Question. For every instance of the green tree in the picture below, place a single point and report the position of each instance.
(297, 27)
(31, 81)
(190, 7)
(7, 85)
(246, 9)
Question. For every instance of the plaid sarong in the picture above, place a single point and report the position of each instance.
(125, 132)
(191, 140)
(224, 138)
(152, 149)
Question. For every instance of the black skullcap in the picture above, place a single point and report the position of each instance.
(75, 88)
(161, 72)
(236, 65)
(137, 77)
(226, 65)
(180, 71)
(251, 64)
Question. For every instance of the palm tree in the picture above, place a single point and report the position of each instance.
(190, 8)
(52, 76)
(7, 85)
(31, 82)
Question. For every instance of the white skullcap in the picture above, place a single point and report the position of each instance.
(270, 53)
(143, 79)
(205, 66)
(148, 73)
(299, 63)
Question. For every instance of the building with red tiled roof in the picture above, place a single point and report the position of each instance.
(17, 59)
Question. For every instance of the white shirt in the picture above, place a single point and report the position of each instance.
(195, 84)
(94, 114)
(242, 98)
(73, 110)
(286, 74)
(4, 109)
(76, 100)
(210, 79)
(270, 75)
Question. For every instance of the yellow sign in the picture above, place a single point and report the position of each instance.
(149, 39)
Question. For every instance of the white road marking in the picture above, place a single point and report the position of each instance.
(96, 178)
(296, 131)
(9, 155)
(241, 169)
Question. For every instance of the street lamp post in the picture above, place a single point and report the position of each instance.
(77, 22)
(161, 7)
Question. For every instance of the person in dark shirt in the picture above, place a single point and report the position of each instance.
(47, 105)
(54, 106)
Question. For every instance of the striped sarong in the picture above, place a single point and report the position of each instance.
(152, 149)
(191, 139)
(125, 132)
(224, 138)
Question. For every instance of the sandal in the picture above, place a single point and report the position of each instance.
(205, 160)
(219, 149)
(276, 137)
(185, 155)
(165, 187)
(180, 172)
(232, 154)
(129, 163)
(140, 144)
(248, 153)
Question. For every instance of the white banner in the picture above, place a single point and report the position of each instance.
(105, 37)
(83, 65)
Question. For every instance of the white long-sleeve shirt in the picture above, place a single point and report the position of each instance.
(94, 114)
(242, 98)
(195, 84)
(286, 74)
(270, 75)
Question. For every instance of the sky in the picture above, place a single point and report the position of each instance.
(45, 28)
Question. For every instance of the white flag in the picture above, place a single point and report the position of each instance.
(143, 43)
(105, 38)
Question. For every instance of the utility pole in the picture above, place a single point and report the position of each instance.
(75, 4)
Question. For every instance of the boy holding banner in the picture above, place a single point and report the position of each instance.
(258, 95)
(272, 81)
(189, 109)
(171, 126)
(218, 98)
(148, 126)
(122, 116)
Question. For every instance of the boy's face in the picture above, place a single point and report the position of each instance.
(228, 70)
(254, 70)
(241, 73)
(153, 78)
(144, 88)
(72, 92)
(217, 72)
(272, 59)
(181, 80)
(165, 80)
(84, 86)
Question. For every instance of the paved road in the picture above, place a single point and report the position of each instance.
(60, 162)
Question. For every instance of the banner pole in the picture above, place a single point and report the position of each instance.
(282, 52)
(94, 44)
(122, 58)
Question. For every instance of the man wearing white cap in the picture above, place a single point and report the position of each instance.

* * * * *

● WHAT YOU SHOULD DO
Your answer must be an exact transcription of all the data above.

● ANSWER TO THIS EXERCISE
Question. For every instance of the green tree in the picture below, place a single point and report the position of each instance.
(297, 27)
(31, 81)
(190, 7)
(7, 85)
(246, 9)
Question. For every instance of the plaid sarong in the picture above, place a single point and report the position of each instance.
(125, 132)
(191, 140)
(224, 138)
(152, 149)
Question. For every instance of the black skullcap in the picture above, place a single point and report the position of each instance.
(75, 88)
(161, 72)
(236, 65)
(137, 77)
(226, 65)
(180, 71)
(251, 64)
Question. For every instance of the palm tree in the picture above, place a single point and report the position of each instance.
(190, 8)
(52, 76)
(7, 85)
(31, 82)
Question. For every instance of the white skullcap in the picture above, place a single point and report the position of each instance.
(270, 53)
(143, 79)
(205, 66)
(148, 73)
(299, 63)
Question. For every instance of the building with red tiled roof in the picture above, place a single point and report the position of each instance.
(17, 59)
Question. For every instance of the white shirt in the picture above, place a single point and report the position of each instance.
(195, 84)
(94, 114)
(242, 98)
(73, 110)
(286, 74)
(4, 109)
(76, 100)
(210, 79)
(270, 75)
Question. For every instance of the yellow sign in the picture above, place a single point and report the position of each instance.
(149, 39)
Question. For every instance of the white road marking in the picture above, place a single point and report the position of each instance.
(96, 178)
(296, 131)
(9, 155)
(241, 169)
Question. For every instance of the street lamp post in the picture above, place a single point and report the position of each instance.
(77, 22)
(161, 7)
Question. For every instance of the person in dark shirt in the picture above, place a single point and report the position of each instance.
(47, 105)
(54, 106)
Question. For every instance of the striped sarong in the picture above, place a single point and report the position of each instance.
(152, 149)
(191, 139)
(125, 132)
(224, 138)
Question. For every instance of the sandal in the picture above, place a single point and report the position of each instance.
(205, 160)
(219, 149)
(276, 137)
(185, 155)
(165, 187)
(180, 172)
(232, 154)
(129, 163)
(140, 144)
(248, 153)
Question. For every instance of the white banner in the picture above, place a single point and report the position of each instance.
(105, 37)
(83, 65)
Question. For every instance of the white long-sleeve shirt in the picture above, place a single point and report the position of each instance.
(94, 114)
(242, 98)
(195, 84)
(286, 74)
(270, 75)
Question. For every instance of the sky in the picture above, place a single point and report the position of each instance.
(45, 28)
Question. For every instance of the white flag in the picture above, place a single point and report the position of each instance.
(143, 43)
(105, 38)
Question. For every instance of the utility pole in the picture above, place a single point and report the position of each instance.
(75, 4)
Question. For every instance of the boy holding banner in the picture above, place a single point and report the position of each instance.
(258, 95)
(272, 81)
(189, 109)
(171, 126)
(218, 98)
(148, 126)
(122, 116)
Question. For every instance of the boy's face in the picture above, place a single point and report the position of each instance.
(228, 70)
(254, 70)
(241, 73)
(153, 78)
(144, 88)
(72, 92)
(217, 72)
(272, 59)
(181, 80)
(165, 80)
(84, 86)
Question. For every instance of the paved road in the picture above, place a single point and report the position of each instance.
(60, 162)
Question. For every instance of the banner pole in the picture above, place a single point and report the position of each instance.
(282, 52)
(94, 44)
(122, 58)
Question. For every instance of the man wearing white cap in the picture above, place a single point and report the position of each instance.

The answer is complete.